» Task details
Beginning at the line that contains "Each returned point MUST lie on the matching chiminea", transcribe the remaining lines of the listing exactly; include the final line and omit everything before.
══ Input material
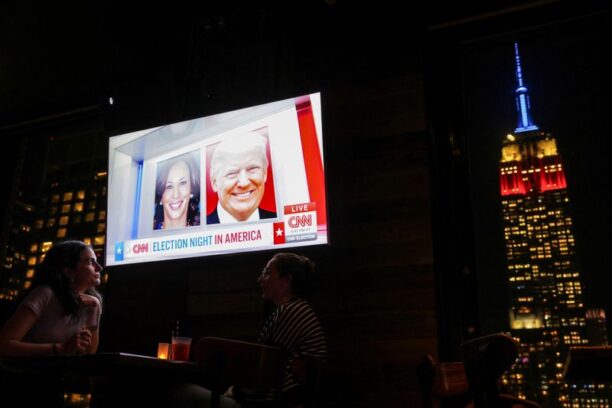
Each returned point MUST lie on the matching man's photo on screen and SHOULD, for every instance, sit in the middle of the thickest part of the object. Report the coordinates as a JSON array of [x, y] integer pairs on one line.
[[239, 175], [177, 192]]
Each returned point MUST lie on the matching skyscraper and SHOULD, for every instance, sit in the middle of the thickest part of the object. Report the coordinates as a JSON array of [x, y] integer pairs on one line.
[[65, 199], [547, 313]]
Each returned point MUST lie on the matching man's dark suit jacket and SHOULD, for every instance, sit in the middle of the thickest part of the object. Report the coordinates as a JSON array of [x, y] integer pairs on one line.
[[213, 217]]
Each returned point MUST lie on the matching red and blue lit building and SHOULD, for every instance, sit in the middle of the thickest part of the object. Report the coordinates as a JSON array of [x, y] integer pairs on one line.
[[546, 307]]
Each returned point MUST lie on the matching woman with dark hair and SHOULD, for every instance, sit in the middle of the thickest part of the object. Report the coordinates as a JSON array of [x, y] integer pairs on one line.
[[177, 193], [293, 325], [60, 315]]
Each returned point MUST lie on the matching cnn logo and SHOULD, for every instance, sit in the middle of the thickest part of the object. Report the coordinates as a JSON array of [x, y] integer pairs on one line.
[[297, 221], [138, 248]]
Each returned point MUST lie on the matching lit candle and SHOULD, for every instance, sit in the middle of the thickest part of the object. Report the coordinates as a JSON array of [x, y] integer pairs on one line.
[[162, 350]]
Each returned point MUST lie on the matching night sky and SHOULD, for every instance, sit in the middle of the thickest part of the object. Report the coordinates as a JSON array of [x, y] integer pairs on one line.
[[566, 68]]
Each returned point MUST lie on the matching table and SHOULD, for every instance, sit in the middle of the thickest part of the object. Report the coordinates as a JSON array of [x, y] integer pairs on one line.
[[588, 364], [113, 379]]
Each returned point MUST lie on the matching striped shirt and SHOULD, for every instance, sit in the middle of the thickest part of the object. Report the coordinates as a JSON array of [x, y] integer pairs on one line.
[[295, 327]]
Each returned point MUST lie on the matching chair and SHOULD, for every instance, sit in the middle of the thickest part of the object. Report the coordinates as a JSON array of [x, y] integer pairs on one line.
[[485, 360], [307, 371], [443, 385], [249, 366]]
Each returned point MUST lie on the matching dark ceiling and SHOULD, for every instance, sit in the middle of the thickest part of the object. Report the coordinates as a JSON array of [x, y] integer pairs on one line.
[[56, 58]]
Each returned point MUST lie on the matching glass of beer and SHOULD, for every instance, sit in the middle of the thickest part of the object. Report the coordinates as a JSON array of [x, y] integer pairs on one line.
[[180, 348]]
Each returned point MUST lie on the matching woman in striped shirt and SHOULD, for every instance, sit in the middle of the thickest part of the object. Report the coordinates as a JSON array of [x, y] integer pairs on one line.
[[293, 325]]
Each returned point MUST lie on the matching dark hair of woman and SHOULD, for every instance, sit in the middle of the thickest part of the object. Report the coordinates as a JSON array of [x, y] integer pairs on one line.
[[193, 210], [65, 254], [300, 268]]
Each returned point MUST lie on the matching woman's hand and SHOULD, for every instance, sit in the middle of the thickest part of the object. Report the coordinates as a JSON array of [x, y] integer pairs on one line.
[[78, 344]]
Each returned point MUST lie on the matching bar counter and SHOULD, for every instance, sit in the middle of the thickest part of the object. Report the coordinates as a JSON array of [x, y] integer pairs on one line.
[[588, 364], [113, 379]]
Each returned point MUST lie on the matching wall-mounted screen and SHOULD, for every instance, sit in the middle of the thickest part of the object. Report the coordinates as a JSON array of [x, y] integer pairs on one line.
[[247, 180]]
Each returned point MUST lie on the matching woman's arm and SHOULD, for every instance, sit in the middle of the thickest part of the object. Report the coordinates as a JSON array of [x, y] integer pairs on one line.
[[15, 330], [94, 303], [20, 323]]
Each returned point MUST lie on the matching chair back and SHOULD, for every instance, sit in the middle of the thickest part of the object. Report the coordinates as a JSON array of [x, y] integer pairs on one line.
[[485, 360], [250, 366], [443, 384]]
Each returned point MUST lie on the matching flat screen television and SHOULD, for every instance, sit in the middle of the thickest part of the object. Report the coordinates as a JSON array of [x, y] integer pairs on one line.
[[246, 180]]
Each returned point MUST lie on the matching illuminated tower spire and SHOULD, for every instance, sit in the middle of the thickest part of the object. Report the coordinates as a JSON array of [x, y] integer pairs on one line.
[[525, 123]]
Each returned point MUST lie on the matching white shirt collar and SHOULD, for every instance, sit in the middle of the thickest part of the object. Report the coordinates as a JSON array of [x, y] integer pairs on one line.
[[227, 218]]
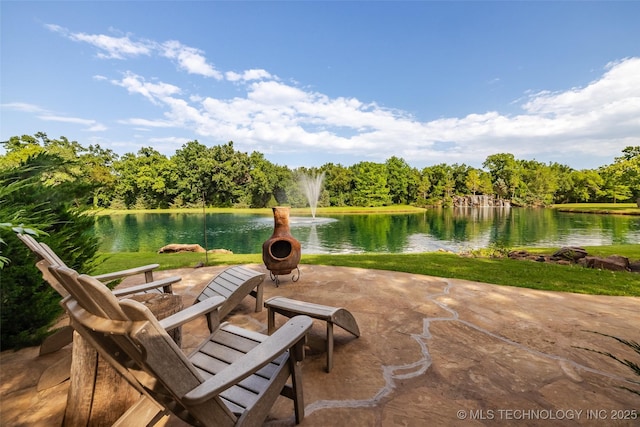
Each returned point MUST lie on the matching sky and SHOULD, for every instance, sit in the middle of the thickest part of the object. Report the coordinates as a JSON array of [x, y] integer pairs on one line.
[[313, 82]]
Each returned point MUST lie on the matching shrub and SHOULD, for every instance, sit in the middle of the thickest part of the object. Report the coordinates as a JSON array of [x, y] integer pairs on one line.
[[28, 305]]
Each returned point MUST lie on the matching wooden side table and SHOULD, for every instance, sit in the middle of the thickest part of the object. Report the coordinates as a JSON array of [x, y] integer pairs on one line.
[[290, 308]]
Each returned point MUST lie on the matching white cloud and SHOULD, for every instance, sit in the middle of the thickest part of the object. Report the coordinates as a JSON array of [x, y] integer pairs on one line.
[[154, 92], [189, 59], [248, 75], [108, 46], [23, 106], [92, 125], [270, 115]]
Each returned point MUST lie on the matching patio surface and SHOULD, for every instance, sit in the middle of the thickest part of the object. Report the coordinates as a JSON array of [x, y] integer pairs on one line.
[[432, 351]]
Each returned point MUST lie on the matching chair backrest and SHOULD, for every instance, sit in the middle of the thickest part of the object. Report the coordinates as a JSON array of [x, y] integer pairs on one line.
[[126, 326], [45, 257]]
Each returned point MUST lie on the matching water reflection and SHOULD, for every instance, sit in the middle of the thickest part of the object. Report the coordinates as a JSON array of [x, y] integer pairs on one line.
[[448, 229]]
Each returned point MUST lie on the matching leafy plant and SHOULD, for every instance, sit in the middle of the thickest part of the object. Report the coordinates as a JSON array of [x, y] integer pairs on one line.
[[29, 194]]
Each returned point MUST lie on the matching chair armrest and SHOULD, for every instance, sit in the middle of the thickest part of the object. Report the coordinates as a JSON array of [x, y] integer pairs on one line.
[[193, 312], [161, 283], [107, 277], [282, 340]]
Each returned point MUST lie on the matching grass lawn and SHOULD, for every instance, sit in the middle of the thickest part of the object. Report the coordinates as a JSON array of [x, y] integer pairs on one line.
[[499, 271]]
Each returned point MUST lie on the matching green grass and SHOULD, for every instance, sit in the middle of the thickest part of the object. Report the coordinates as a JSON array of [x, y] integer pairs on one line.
[[600, 208], [499, 271]]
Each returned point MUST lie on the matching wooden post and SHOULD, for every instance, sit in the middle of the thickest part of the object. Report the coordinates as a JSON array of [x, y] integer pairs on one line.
[[98, 395]]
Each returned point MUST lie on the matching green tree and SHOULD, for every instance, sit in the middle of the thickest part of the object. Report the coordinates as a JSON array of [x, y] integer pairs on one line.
[[370, 185], [442, 182], [399, 175], [30, 195], [229, 175], [473, 181], [263, 181], [338, 183], [504, 172], [146, 180], [539, 181]]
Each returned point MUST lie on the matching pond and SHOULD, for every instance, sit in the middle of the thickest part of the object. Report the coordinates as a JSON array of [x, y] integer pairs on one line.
[[448, 229]]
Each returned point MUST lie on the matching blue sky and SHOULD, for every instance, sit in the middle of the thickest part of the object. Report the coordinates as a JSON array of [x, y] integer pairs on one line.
[[307, 83]]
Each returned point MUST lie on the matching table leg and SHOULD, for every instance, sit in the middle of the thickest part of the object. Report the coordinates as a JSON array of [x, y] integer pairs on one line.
[[329, 346]]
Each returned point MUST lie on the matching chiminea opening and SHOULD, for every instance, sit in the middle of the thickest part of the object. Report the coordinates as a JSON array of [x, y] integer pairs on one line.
[[281, 252], [280, 249]]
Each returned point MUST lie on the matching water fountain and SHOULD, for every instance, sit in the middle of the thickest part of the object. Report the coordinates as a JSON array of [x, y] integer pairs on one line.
[[312, 185]]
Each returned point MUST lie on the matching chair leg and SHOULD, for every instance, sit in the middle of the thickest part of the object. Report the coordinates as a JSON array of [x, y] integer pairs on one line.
[[296, 385]]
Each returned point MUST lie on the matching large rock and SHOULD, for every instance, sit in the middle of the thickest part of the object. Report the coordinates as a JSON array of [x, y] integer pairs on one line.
[[570, 253], [612, 262], [181, 247]]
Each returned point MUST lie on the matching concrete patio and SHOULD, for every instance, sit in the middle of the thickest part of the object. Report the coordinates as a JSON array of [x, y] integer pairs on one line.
[[433, 351]]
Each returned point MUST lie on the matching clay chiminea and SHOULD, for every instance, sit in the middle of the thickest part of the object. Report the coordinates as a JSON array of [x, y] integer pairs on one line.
[[281, 252]]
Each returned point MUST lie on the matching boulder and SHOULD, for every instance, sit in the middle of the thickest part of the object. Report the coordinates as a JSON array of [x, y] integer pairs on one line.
[[570, 253], [612, 262], [181, 247], [220, 251]]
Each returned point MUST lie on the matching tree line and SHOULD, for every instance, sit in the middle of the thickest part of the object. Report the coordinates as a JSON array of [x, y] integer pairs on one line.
[[221, 176]]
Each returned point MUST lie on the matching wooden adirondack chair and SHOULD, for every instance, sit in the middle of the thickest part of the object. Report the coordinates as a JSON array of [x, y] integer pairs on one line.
════
» Solution to the problem
Each returned point MUST lie on the matching chiminea opening and SHOULD, for every instance, sit in the middle of the thickest part of the object. Report the coordinates as a JSON array of [x, y] integer pairs on one line.
[[281, 252], [280, 249]]
Each returned point MUST lie on the matching water fountain and SHOULD, for every instance, sit in the middle of the thickest part of the object. Report the coordinates as a JSON array of [x, y] integer pairs on one line.
[[312, 185]]
Each returned point MUST lie on the matching chair leg and SHOULD, for every instance, sit in the middle of the thickest part of the object. Report the coordinates as a JSON array of [x, y] integer pairs on one line.
[[296, 385]]
Each returned point MUST lie on the matching large rock and SHOULD, for every instance, sit in the middle of the thickest part of the object. Report the coordinates as a JSON array of [x, y] integer pairs on one line.
[[570, 253], [612, 262], [181, 247]]
Each returned point MUST lie on the matching concrete patio and SHOULD, for every instance, sit in the middle of the thickest part of the object. Report the coordinates as a JSON array of [x, y] integer pairs on one line.
[[433, 351]]
Each returned point MUST lie on the matching clay chiminea and SHOULD, for every instance, sit in the middle of the thickest part of the object. Report the coordinates as a JSON array of [x, y] integer pairs on one line.
[[281, 252]]
Each returned point MUST lie on the matching boulder and SHOULD, for every instance, sit in the middle of the thickest part of the object. Report the coordinates as a JSON array of [x, y] integer pairs on one line.
[[570, 253], [612, 262], [181, 247], [220, 251]]
Each returned point MUST lie on the matching tree line and SHOULD, for every instance, sit in the middle of the thickest part of the object. Report the coordinates as a JSON array of [x, y] integer pairs on one line.
[[221, 176]]
Each returned point MUST lie on the matching wooden adirondack chair and SHOULD, for every instance, sit in the middle of the thickest part of the object. Report the coordinates as a JSON array of [x, y] integer pairs on one line.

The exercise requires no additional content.